* Task objective
Use the entries below and reproduce exactly the lines from the one containing "mark the container door" down to the one containing "mark the tree | one pin per instance.", both of them included.

* * * *

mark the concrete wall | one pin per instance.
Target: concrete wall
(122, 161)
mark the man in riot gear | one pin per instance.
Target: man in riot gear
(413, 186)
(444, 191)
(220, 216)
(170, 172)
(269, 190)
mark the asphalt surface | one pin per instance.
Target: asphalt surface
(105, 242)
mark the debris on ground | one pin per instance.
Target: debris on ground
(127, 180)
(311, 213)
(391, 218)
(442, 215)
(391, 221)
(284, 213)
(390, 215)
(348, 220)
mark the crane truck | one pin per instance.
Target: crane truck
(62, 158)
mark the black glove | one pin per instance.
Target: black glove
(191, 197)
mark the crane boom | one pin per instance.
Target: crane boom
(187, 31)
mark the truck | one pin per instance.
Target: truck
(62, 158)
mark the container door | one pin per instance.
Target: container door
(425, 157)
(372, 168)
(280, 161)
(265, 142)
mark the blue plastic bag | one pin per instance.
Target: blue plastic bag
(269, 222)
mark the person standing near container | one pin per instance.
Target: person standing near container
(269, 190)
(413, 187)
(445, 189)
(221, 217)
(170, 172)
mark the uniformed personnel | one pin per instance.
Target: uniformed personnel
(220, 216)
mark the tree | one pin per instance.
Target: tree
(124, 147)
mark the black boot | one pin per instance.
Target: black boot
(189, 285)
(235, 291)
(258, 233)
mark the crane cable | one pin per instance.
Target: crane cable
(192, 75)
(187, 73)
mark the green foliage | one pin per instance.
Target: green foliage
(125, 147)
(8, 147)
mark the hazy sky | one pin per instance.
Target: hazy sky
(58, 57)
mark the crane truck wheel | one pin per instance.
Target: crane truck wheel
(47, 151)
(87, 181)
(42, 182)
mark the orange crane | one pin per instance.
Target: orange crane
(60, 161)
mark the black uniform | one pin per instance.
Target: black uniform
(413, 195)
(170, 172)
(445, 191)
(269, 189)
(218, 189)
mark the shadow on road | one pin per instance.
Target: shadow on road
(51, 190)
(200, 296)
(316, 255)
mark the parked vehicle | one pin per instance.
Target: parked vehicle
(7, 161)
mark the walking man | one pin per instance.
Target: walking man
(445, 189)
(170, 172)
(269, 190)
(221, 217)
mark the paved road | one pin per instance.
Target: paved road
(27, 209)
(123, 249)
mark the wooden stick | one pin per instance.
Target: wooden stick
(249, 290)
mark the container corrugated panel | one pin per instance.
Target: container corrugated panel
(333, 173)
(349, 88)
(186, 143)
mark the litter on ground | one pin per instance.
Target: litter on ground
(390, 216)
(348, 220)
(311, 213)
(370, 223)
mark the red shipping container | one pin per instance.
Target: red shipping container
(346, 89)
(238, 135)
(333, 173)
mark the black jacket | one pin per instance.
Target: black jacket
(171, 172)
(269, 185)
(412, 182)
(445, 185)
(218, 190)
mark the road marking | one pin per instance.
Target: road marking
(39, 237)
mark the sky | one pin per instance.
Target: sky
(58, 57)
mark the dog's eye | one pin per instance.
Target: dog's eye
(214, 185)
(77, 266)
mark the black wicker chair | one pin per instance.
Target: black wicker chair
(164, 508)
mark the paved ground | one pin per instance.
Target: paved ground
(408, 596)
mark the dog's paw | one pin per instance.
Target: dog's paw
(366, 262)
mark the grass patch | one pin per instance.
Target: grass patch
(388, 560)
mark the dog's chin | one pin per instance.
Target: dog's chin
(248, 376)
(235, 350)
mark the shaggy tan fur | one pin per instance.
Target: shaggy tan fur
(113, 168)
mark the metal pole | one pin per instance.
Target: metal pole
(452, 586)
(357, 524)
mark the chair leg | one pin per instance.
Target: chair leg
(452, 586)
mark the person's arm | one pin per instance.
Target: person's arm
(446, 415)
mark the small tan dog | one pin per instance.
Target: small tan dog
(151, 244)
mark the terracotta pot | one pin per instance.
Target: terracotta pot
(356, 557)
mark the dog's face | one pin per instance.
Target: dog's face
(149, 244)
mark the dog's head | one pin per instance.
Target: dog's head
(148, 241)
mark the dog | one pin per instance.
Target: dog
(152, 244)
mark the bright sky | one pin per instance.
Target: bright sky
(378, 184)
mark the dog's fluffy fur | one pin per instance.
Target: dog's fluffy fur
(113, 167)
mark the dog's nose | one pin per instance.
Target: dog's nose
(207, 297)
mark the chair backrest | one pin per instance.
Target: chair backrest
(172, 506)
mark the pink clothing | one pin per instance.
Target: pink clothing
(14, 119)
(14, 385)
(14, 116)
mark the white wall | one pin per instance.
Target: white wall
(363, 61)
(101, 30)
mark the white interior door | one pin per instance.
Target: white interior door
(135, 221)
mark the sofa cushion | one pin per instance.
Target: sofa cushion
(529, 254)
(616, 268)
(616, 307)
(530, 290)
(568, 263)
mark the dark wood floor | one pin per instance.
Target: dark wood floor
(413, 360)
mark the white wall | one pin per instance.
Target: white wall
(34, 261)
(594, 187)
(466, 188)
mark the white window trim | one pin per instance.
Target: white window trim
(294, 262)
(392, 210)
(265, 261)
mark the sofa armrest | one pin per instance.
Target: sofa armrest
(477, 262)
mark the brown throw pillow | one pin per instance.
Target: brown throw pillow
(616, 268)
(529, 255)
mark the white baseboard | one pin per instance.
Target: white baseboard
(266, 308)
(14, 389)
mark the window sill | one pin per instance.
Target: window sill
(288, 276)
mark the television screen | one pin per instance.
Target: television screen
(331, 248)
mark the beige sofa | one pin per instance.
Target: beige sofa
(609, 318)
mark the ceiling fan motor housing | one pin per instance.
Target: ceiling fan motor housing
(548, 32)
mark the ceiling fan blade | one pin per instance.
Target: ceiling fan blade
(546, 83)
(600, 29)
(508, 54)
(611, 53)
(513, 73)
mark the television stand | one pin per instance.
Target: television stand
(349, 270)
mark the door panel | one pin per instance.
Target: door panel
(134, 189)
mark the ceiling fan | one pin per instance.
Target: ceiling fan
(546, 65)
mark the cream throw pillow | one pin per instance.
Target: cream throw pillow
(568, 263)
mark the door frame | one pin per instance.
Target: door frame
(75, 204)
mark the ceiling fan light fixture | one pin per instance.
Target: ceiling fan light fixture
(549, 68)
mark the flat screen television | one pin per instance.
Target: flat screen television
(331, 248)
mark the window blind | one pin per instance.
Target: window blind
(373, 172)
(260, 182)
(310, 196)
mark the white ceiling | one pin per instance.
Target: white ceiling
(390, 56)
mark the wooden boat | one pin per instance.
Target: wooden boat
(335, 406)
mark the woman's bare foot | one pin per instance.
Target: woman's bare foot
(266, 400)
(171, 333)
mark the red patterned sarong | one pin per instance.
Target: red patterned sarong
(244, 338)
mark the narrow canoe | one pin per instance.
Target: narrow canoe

* * * *

* Solution below
mark the container door | one pin per instance.
Target: container door
(425, 157)
(372, 168)
(280, 161)
(265, 142)
mark the blue plastic bag | one pin per instance.
Target: blue plastic bag
(269, 222)
mark the person standing near container | one pin per instance.
Target: person standing near container
(269, 190)
(413, 187)
(445, 189)
(221, 217)
(170, 172)
mark the uniformed personnel | one pin per instance.
Target: uniformed personnel
(220, 216)
mark the tree | one pin per instance.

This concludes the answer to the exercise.